- _Named object pointing entries_:
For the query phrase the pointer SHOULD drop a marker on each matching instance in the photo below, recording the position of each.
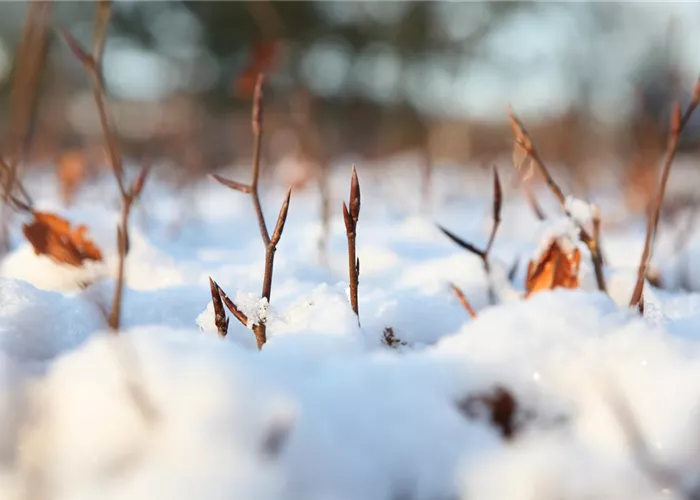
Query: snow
(169, 410)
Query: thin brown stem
(351, 215)
(257, 133)
(678, 123)
(259, 328)
(114, 320)
(324, 192)
(272, 247)
(484, 254)
(463, 300)
(99, 33)
(523, 141)
(92, 65)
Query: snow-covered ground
(326, 411)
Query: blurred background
(375, 79)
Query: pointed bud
(347, 219)
(220, 319)
(122, 241)
(281, 219)
(676, 119)
(355, 196)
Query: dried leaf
(555, 268)
(390, 339)
(501, 406)
(52, 235)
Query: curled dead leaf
(555, 268)
(52, 235)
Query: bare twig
(260, 328)
(484, 254)
(523, 142)
(678, 123)
(351, 216)
(92, 65)
(463, 300)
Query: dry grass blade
(220, 319)
(524, 141)
(678, 123)
(463, 300)
(351, 215)
(238, 186)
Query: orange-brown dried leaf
(555, 268)
(52, 235)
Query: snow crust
(168, 410)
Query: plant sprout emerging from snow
(351, 215)
(270, 242)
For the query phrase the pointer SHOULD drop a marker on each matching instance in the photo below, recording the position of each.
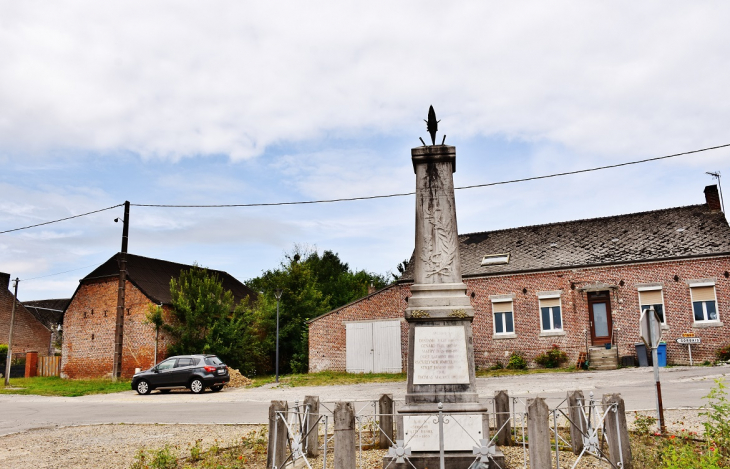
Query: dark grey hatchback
(195, 372)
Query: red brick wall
(88, 341)
(327, 335)
(29, 334)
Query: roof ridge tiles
(579, 220)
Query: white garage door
(373, 347)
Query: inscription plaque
(461, 432)
(439, 355)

- _Instructions for the task_: Retype the material above word for word, leaving out the pictures.

- _Task result_:
For the query phrase the pointer SHOULD drop a marker on each matching instance in the photo below, recording the position of each.
Query: snow
(169, 410)
Query: thin brown stem
(351, 215)
(257, 133)
(678, 123)
(259, 328)
(114, 320)
(324, 192)
(272, 247)
(484, 254)
(463, 300)
(99, 33)
(523, 141)
(92, 65)
Query: snow-covered ground
(326, 411)
Query: blurred background
(375, 79)
Query: pointed bud
(347, 219)
(220, 319)
(122, 241)
(281, 219)
(676, 119)
(355, 196)
Query: dried leaf
(555, 268)
(390, 339)
(501, 406)
(52, 235)
Query: curled dead leaf
(555, 268)
(52, 235)
Query: bare twig
(260, 328)
(484, 254)
(523, 142)
(678, 123)
(351, 216)
(92, 65)
(463, 300)
Query: dry grass blade
(220, 319)
(524, 141)
(678, 123)
(463, 300)
(351, 215)
(238, 186)
Query: orange-brown dried leaf
(555, 268)
(52, 235)
Query: snow crust
(168, 410)
Query: plant sprout emerging from snow
(351, 215)
(270, 242)
For the query phrase the pointer SHOULD drop a marker on each matching instance in the photo below, recording the position of each.
Query: dark grey hatchback
(195, 372)
Query: red brick wall
(88, 341)
(327, 335)
(29, 334)
Query: roof ridge tiles
(579, 220)
Query: white garage door
(373, 347)
Query: inscription plaque
(461, 432)
(439, 355)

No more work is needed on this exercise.